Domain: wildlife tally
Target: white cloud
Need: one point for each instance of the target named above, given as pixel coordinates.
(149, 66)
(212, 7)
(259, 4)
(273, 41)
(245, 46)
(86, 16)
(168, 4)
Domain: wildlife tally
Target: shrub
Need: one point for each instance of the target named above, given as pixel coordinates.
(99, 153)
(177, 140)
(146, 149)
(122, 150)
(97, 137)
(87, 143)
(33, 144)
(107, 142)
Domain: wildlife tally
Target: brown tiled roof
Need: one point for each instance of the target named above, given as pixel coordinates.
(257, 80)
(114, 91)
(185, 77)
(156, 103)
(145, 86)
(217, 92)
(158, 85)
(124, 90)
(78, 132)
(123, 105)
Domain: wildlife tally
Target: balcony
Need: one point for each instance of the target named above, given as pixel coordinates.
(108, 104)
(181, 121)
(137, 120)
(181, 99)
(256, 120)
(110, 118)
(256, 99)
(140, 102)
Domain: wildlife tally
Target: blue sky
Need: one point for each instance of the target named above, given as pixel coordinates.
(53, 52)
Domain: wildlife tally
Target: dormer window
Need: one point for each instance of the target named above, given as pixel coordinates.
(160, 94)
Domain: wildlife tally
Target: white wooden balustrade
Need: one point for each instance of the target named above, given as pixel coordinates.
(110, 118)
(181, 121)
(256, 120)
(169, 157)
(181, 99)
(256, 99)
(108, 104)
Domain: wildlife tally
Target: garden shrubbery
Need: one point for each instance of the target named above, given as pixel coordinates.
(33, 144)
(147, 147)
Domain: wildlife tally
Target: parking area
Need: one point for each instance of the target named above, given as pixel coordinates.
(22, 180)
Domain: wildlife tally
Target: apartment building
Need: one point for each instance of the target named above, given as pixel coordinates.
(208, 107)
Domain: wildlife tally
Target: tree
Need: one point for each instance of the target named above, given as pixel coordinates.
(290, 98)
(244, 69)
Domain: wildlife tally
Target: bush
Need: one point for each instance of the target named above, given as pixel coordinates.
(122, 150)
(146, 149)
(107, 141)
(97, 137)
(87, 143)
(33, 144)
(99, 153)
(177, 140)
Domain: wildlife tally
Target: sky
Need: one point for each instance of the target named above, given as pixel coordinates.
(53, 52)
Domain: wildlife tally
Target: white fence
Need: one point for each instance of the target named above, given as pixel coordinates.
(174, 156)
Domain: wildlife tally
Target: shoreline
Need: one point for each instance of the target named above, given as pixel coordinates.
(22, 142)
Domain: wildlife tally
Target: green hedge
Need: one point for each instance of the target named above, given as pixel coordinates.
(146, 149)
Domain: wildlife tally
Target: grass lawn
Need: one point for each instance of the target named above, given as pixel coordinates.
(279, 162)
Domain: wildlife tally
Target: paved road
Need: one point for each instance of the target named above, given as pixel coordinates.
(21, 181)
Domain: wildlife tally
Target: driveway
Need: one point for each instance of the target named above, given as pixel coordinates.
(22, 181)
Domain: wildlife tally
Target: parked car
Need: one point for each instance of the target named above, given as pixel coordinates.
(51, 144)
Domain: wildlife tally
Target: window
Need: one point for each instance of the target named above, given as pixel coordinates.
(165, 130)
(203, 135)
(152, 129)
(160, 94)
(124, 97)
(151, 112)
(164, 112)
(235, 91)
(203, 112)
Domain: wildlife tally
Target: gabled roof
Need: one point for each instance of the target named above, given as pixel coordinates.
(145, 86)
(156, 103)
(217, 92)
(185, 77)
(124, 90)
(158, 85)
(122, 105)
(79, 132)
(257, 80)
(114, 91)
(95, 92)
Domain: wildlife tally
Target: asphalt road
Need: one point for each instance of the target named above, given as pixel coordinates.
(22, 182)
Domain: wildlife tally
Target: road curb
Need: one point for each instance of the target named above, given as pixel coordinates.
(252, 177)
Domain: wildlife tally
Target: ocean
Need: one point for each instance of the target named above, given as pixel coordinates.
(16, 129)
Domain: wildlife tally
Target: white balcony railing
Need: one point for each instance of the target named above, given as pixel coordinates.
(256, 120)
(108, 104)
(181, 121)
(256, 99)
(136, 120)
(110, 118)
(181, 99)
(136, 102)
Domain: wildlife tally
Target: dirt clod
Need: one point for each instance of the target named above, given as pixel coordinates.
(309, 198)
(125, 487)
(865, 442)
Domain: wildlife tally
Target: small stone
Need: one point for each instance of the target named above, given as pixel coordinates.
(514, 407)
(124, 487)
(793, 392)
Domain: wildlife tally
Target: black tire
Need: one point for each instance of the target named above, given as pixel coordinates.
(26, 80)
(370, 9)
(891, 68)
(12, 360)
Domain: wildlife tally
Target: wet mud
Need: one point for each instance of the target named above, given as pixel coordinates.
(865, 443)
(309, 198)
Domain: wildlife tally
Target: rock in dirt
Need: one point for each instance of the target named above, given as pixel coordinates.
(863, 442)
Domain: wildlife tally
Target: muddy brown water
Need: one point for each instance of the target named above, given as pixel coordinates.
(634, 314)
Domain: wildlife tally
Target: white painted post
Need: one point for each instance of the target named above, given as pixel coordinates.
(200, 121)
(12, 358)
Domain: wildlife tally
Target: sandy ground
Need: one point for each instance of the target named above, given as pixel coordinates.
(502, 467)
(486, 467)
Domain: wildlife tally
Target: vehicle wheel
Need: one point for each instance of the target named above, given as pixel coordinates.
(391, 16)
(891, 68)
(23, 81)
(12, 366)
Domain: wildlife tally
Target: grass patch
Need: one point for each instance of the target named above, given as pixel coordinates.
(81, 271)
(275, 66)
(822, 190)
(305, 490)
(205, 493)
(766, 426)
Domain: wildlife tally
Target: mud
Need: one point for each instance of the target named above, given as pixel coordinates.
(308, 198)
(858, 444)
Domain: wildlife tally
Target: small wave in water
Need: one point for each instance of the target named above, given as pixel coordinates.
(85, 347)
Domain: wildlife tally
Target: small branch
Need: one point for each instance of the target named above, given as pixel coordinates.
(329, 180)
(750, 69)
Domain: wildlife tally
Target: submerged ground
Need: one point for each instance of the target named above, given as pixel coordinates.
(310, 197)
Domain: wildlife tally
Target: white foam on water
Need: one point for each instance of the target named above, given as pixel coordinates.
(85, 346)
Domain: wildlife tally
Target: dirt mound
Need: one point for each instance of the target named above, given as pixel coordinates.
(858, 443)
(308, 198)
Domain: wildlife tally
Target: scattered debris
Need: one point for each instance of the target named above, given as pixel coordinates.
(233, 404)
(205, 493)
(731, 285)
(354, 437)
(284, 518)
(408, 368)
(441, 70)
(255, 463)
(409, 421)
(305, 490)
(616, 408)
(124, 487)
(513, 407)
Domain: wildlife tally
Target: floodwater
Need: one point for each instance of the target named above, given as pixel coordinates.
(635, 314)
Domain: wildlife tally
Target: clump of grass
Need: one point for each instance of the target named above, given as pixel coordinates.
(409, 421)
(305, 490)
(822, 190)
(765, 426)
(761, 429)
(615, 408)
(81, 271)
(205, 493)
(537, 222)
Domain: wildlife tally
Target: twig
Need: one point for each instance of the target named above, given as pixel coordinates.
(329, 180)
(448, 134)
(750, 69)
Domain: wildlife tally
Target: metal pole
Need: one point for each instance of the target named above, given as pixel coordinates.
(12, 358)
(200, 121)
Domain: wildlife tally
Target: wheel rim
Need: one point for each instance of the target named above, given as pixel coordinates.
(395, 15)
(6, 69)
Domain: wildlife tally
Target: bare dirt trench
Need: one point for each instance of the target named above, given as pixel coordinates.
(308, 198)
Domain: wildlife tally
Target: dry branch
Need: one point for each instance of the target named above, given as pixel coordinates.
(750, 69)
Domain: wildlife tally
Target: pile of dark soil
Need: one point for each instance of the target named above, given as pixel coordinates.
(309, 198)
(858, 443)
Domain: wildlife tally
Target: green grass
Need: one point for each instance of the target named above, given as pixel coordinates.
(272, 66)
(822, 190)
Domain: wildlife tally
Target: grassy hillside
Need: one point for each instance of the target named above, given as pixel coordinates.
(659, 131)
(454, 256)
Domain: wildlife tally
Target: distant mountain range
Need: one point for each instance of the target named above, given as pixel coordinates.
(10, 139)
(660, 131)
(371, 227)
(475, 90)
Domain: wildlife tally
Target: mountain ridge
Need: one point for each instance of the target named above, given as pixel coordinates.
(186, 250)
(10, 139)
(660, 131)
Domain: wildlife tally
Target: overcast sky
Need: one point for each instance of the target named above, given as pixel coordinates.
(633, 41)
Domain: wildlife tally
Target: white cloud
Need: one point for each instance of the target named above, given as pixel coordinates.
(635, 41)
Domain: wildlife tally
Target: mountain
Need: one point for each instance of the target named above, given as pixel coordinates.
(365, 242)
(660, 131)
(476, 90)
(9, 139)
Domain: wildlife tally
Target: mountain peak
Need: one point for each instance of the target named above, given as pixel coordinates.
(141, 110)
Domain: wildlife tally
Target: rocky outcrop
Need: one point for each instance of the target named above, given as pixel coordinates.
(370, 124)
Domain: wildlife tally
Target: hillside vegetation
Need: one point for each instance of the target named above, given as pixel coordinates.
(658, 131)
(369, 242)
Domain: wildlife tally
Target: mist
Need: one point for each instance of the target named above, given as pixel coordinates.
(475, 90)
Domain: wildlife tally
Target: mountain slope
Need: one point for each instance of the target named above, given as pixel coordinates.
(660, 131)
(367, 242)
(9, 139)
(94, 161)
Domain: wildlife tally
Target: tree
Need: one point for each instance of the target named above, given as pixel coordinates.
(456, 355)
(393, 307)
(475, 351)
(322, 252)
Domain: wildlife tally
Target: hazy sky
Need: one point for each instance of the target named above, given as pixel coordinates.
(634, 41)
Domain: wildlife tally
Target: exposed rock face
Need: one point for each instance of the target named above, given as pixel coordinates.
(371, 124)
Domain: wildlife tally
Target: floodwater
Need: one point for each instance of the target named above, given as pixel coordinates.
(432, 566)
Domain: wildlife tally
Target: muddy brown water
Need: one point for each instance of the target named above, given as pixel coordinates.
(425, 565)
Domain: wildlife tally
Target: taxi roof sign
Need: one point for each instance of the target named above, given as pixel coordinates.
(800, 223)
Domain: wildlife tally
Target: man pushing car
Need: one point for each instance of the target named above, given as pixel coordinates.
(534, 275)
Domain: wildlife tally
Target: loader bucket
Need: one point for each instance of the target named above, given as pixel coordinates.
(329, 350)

» **The problem**: Please pull every line from the material above that contains the string "road". Case counts.

» **Reply**:
Target: paved road
Target: asphalt road
Target: road curb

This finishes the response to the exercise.